Your goal: Find every line in the records that contains the word "reflection" and copy each of those lines.

------------------------

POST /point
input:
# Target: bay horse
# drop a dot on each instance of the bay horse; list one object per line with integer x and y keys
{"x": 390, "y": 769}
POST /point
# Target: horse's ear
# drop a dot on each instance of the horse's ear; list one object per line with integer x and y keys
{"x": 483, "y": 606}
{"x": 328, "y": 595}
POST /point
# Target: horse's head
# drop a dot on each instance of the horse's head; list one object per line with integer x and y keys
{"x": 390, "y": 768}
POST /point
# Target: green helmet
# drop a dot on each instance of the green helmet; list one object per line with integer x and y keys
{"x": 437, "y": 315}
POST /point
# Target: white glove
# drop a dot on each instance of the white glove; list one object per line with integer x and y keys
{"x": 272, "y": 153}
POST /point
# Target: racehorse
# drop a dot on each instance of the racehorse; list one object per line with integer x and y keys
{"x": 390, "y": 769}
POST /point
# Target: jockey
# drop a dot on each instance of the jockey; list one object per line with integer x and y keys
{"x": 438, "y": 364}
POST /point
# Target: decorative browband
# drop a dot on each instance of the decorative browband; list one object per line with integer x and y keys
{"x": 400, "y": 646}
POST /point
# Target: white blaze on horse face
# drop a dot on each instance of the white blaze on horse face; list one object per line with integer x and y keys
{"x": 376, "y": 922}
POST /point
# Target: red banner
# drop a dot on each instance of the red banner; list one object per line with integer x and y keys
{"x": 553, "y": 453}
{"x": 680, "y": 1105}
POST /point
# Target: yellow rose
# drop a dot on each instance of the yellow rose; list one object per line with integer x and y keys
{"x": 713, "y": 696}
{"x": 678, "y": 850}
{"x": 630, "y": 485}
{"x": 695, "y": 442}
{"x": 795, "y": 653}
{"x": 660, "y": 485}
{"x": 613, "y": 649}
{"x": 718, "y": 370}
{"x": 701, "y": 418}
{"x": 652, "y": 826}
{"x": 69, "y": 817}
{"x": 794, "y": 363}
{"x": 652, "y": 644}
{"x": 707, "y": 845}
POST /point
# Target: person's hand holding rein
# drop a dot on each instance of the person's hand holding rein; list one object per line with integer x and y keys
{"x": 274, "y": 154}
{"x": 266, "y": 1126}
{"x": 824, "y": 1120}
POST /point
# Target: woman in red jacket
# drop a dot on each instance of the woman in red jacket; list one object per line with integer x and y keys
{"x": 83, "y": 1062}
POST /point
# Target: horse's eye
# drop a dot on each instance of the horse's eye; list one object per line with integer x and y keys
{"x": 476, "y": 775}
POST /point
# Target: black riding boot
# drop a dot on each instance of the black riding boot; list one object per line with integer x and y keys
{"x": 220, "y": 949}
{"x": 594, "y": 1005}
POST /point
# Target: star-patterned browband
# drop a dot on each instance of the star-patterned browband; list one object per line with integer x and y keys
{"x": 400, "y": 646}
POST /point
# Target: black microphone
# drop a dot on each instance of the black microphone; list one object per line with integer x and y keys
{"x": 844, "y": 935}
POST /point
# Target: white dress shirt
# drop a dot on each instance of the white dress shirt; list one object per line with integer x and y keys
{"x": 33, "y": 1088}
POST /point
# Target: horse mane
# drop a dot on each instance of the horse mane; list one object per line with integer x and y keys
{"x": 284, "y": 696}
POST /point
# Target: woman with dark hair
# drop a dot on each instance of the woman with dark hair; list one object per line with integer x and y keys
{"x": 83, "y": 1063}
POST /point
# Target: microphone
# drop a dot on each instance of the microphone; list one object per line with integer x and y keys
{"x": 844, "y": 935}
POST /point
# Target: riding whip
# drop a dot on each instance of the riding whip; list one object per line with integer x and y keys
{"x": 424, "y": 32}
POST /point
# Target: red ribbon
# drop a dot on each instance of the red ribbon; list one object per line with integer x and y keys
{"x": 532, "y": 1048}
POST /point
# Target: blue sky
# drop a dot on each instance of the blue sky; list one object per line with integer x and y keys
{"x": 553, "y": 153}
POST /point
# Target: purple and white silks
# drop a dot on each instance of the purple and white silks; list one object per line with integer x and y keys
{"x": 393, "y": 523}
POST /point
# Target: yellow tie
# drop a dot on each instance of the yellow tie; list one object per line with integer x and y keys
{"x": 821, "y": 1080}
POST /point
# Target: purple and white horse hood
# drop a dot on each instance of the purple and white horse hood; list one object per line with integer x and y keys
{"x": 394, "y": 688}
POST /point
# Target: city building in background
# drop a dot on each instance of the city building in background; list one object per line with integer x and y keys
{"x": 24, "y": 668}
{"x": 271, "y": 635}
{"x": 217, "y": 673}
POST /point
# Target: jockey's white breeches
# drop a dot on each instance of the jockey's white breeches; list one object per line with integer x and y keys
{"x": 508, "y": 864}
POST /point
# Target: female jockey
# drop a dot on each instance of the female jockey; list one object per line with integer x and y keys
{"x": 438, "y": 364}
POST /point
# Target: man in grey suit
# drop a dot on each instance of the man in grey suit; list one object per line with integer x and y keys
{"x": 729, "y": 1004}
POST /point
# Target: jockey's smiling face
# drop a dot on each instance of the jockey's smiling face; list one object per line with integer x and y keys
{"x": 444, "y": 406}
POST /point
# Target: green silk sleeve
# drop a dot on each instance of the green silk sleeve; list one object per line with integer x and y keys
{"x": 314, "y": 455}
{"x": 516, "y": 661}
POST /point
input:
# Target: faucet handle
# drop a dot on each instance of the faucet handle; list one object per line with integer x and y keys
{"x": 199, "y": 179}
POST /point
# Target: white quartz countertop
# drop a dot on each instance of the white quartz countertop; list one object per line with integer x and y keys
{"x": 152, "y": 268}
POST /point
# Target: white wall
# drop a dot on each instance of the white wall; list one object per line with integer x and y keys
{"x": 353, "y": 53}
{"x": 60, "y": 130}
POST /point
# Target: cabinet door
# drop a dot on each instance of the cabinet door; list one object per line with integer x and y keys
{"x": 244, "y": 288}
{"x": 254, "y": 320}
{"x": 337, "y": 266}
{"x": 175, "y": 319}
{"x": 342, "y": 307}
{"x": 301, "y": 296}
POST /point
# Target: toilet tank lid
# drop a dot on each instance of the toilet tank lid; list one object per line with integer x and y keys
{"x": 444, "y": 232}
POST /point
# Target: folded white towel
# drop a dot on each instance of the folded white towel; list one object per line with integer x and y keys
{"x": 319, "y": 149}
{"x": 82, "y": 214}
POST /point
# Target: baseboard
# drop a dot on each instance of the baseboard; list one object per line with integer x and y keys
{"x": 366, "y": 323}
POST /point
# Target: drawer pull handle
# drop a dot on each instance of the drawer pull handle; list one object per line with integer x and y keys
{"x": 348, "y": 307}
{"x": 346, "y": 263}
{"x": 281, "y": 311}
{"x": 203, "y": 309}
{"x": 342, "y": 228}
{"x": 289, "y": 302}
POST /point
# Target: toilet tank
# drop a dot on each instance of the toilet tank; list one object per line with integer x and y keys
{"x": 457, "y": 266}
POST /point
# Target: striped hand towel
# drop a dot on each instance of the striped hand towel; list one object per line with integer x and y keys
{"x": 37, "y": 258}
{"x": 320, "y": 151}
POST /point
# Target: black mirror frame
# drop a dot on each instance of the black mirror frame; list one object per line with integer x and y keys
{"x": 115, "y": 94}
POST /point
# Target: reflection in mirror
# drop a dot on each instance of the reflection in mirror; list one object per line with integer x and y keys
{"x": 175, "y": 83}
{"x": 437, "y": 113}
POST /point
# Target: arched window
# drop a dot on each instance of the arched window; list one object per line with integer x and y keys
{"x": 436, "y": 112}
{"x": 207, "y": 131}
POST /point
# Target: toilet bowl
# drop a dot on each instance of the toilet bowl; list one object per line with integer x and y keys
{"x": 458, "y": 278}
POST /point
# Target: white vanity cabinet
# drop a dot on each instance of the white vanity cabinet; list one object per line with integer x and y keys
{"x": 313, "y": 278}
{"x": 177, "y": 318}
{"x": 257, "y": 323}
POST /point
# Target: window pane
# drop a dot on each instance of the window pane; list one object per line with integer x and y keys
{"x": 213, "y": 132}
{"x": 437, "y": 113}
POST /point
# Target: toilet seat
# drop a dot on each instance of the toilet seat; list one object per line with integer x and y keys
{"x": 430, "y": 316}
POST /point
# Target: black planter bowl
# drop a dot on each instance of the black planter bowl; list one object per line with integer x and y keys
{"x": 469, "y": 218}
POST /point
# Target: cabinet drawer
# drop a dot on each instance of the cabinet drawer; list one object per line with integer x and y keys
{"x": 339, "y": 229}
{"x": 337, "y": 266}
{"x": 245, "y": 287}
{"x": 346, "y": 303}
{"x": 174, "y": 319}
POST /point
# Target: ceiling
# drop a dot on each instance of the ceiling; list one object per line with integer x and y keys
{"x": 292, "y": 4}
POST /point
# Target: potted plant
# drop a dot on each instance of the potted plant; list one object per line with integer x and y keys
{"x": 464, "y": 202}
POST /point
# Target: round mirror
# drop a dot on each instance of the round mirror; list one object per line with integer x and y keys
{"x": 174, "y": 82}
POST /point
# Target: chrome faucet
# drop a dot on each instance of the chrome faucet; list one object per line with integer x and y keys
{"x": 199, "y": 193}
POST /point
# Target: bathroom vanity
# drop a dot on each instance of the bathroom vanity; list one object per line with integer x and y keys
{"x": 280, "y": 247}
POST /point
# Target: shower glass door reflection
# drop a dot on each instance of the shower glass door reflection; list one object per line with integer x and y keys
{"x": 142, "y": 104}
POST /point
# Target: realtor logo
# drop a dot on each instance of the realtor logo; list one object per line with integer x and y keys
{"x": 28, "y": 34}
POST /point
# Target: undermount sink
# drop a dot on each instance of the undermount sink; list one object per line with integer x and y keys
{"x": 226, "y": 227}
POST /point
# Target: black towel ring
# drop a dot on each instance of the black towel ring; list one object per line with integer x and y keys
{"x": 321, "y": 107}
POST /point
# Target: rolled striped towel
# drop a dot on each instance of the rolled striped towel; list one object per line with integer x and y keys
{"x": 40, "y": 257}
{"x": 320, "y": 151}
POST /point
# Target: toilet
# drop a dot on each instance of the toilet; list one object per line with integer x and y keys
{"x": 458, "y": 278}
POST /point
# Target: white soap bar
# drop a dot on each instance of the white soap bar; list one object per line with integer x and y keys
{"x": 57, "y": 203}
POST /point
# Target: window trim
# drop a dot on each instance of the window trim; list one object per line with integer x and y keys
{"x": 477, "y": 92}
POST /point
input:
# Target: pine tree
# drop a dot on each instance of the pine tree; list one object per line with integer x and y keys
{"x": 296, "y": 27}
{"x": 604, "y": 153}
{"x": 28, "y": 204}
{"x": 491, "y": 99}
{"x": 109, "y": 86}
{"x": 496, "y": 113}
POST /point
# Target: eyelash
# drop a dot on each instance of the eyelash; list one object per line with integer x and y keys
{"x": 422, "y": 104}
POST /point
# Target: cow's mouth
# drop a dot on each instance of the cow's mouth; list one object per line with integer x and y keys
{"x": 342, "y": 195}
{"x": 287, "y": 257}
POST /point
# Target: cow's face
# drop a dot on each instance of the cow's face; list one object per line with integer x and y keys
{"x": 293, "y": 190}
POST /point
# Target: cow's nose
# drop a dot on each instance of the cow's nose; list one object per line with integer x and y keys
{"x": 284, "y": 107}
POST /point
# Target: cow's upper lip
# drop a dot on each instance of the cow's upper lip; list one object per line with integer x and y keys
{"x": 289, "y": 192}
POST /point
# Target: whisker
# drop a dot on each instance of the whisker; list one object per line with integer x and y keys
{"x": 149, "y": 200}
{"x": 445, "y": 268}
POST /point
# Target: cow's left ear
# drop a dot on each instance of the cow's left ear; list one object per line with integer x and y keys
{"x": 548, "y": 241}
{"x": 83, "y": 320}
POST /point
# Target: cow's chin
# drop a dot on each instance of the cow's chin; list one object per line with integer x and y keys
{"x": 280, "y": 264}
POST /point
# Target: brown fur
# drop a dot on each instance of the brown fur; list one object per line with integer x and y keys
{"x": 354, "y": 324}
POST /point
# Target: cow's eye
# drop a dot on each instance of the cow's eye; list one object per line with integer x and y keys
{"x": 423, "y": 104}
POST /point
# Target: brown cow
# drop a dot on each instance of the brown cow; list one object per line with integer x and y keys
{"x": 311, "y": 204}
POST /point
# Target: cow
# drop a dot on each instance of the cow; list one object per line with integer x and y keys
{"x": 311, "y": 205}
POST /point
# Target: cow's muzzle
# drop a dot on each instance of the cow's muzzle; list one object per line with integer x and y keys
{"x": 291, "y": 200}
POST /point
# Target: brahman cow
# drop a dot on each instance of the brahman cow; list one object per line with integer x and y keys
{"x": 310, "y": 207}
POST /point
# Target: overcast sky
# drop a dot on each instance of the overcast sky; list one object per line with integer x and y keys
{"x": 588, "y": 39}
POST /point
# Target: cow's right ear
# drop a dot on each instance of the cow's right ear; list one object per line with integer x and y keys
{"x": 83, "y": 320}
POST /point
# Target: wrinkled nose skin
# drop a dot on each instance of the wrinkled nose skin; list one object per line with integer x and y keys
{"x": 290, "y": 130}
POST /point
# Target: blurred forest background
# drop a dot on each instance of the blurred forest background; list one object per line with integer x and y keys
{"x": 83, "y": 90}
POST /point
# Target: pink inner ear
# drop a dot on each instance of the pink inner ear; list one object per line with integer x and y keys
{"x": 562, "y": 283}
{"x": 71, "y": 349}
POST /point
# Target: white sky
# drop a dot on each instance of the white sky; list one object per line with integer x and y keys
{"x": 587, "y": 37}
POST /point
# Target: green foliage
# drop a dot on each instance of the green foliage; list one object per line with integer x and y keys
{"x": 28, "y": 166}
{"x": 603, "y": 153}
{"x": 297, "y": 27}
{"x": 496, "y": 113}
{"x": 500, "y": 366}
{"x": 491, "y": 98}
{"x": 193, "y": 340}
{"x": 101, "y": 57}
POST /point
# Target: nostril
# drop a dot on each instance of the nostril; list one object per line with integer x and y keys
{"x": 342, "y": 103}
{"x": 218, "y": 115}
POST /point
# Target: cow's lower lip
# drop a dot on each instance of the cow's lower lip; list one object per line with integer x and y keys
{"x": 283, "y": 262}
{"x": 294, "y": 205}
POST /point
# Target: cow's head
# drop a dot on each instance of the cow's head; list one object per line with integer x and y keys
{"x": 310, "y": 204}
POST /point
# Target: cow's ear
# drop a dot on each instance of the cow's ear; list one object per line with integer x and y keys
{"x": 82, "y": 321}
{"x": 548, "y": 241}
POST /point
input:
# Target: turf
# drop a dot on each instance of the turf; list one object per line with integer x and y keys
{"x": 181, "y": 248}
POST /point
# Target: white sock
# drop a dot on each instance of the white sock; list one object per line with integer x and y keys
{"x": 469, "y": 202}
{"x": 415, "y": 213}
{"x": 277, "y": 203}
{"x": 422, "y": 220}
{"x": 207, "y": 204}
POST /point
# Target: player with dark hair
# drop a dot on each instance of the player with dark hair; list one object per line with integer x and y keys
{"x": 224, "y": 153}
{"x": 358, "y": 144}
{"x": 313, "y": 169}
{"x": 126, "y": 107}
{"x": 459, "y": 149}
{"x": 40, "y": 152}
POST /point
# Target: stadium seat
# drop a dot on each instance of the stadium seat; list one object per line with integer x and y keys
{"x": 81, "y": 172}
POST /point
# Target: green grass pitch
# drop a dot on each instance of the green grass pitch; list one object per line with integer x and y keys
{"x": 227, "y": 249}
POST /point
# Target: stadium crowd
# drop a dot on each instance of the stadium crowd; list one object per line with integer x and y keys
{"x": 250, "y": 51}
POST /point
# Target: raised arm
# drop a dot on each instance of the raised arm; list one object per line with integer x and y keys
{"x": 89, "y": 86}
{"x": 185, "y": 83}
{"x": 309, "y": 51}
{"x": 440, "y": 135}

------------------------

Full output:
# Target: reflection in mirror
# drop a dot on each instance of the reflection in mirror; list one object per line with integer x and y keys
# Target: shower glass door reflection
# drop a dot on each instance of the shower glass door reflection; list one object per line with integer x and y keys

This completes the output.